OBJECTIVE |
Reproduce verbatim only the lines from the one containing "the tree branch" through the last line below, both included.

Collection entries:

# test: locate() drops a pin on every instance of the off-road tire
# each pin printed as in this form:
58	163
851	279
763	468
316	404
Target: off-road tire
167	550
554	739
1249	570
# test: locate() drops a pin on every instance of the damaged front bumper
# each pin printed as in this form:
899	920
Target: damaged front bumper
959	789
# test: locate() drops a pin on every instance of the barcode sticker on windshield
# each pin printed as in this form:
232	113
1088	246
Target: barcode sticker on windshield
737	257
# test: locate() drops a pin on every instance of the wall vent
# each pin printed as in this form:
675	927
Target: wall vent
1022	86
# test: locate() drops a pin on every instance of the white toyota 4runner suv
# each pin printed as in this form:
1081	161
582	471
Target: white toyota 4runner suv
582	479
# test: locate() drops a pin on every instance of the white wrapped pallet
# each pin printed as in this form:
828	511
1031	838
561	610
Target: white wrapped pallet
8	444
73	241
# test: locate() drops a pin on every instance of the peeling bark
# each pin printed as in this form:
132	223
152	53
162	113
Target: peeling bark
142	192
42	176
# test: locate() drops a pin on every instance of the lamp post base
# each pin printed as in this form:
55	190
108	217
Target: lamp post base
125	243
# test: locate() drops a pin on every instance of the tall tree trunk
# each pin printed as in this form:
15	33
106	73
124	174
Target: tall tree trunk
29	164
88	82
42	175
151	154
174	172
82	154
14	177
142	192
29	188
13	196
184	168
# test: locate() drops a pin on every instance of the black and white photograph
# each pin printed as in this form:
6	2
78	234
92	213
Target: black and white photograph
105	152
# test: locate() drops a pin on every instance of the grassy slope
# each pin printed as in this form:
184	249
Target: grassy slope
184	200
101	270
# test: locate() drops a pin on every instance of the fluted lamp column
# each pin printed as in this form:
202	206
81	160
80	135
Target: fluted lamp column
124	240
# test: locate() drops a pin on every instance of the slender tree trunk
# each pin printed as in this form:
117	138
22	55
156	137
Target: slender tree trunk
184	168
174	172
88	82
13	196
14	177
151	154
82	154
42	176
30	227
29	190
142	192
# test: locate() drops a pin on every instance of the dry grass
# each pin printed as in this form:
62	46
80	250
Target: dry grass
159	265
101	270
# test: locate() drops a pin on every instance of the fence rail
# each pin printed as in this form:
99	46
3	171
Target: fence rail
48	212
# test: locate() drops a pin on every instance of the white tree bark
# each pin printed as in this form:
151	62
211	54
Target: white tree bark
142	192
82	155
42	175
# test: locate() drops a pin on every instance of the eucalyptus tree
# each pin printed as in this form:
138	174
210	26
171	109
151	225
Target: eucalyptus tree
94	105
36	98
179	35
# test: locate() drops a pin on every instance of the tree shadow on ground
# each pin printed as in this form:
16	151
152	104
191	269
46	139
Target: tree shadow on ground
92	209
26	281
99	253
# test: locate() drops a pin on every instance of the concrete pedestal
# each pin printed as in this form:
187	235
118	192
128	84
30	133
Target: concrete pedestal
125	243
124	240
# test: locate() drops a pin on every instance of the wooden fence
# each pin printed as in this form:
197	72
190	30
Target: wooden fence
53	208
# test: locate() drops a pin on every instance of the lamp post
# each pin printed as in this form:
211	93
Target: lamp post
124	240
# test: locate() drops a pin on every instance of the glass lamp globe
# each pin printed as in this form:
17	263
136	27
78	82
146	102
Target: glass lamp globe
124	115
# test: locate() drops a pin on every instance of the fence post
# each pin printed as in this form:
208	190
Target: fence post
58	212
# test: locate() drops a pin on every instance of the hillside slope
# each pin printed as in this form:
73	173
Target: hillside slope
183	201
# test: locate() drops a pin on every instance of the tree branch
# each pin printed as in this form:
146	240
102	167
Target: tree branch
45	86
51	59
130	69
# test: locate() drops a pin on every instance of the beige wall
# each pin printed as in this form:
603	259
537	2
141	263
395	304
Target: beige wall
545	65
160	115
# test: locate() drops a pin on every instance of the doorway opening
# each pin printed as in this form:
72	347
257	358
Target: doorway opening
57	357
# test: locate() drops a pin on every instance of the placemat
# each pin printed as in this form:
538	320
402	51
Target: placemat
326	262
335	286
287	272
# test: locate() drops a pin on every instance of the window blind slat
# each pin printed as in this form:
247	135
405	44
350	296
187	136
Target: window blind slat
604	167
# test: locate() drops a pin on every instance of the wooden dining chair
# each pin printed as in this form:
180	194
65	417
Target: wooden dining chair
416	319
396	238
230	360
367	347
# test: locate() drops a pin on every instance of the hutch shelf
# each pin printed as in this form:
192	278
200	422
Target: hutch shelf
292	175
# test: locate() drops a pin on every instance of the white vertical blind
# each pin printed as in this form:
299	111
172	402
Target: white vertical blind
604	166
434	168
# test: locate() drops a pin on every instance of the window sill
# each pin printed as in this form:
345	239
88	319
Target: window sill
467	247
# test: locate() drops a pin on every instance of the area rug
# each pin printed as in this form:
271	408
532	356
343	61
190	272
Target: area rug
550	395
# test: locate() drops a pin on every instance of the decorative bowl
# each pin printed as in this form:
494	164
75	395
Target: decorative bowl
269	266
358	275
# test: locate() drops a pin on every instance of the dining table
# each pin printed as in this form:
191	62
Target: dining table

CORRECT RESPONSE |
# test: locate() drops a pin on every instance of the tree branch
# each pin printed as in this form:
146	240
102	167
Target: tree branch
45	86
51	59
130	69
# test: locate() drops a pin on every instance of the beige wall
# each pin printed as in this form:
603	259
537	2
141	263
395	304
Target: beige wall
545	65
160	115
# test: locate() drops a pin on every instance of the doorway opening
# each pin printed as in this form:
72	347
257	358
Target: doorway opening
57	357
# test: locate() drops a pin on every instance of the placemat
# each pin printed as in this form:
538	320
402	51
Target: placemat
326	262
335	286
287	272
# test: locate() drops a pin on every instance of the window blind slat
# each pin printed as in this form:
247	135
405	44
350	296
187	136
Target: window blind slat
604	167
# test: locate() drops a pin on every instance of the wooden dining chair
# each pin printed as in this form:
180	194
65	417
Target: wooden dining chair
416	319
396	238
230	360
367	347
# test: locate() drops a pin on every instance of the hutch shelf
# each pin printed as in this form:
192	278
200	422
Target: hutch shelf
292	175
# test: locate() drops a pin on every instance of the white vertical blind
# each pin printed as in this form:
299	111
172	402
Target: white vertical blind
604	166
434	168
# test: locate() drops a pin on every instance of the window sill
# each pin printed as in this form:
345	239
88	319
Target: window sill
467	247
# test: locate() drops a pin on every instance of the area rug
# each pin printed as in this form:
271	408
532	356
343	61
190	272
Target: area rug
550	395
# test: locate() drops a pin on every instance of the decorative bowl
# each pin printed as in this form:
494	164
75	395
Target: decorative bowl
269	266
358	275
# test: locate() drops a pin on every instance of the dining table
# each pin printed as in this form:
191	62
Target: dining table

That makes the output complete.